Instrucciones = Presenta como una lista JSON de cadenas, una por cada línea y sin las líneas en blanco, solo las líneas de los registros de abajo que van desde la que contiene "In this exercise you will find the curtain" hasta el final, incluidas la primera y la última.
··· Registros proporcionados
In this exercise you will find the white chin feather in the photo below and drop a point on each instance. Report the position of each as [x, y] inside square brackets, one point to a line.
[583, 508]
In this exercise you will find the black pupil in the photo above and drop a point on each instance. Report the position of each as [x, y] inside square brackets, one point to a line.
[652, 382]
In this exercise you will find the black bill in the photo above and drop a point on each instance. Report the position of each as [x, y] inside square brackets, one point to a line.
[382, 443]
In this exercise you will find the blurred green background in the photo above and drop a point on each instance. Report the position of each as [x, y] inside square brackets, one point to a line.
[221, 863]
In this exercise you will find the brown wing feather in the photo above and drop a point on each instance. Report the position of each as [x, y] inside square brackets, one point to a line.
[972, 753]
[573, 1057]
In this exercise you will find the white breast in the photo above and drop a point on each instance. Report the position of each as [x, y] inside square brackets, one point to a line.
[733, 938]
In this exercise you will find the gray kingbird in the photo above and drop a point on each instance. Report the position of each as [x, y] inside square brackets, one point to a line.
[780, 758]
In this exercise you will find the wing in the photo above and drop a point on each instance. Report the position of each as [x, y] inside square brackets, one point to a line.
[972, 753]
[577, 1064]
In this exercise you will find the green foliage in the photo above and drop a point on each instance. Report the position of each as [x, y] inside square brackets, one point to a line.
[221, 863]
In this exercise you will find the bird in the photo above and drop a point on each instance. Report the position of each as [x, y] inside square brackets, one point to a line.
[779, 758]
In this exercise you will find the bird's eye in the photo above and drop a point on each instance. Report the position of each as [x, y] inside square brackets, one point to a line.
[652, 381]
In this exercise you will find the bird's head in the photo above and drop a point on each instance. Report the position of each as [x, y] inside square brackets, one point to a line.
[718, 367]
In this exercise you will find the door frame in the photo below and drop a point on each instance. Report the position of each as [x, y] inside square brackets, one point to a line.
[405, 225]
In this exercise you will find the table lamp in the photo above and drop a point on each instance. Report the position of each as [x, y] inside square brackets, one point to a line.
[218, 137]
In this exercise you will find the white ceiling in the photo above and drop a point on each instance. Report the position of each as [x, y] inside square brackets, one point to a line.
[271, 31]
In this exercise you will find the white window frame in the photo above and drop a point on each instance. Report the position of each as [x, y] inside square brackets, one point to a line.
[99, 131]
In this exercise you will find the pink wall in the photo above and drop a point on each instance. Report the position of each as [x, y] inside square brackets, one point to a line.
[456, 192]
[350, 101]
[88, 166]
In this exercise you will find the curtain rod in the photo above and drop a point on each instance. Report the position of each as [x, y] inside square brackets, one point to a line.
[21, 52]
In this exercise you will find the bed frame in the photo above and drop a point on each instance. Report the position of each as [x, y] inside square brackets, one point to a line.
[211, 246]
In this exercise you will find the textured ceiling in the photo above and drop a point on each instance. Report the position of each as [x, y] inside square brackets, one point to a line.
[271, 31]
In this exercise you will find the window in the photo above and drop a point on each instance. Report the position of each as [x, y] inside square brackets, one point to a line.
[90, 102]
······
Resultado =
[
  "In this exercise you will find the curtain rod in the photo above and drop a point on each instance. Report the position of each as [x, y] inside square brackets, one point to a line.",
  "[21, 52]",
  "In this exercise you will find the bed frame in the photo above and drop a point on each instance. Report the position of each as [x, y] inside square brackets, one point to a line.",
  "[211, 246]",
  "In this exercise you will find the textured ceiling in the photo above and drop a point on each instance. Report the position of each as [x, y] inside square brackets, one point to a line.",
  "[271, 31]",
  "In this exercise you will find the window in the photo above and drop a point on each instance. Report the position of each as [x, y] inside square brackets, one point to a line.",
  "[90, 102]"
]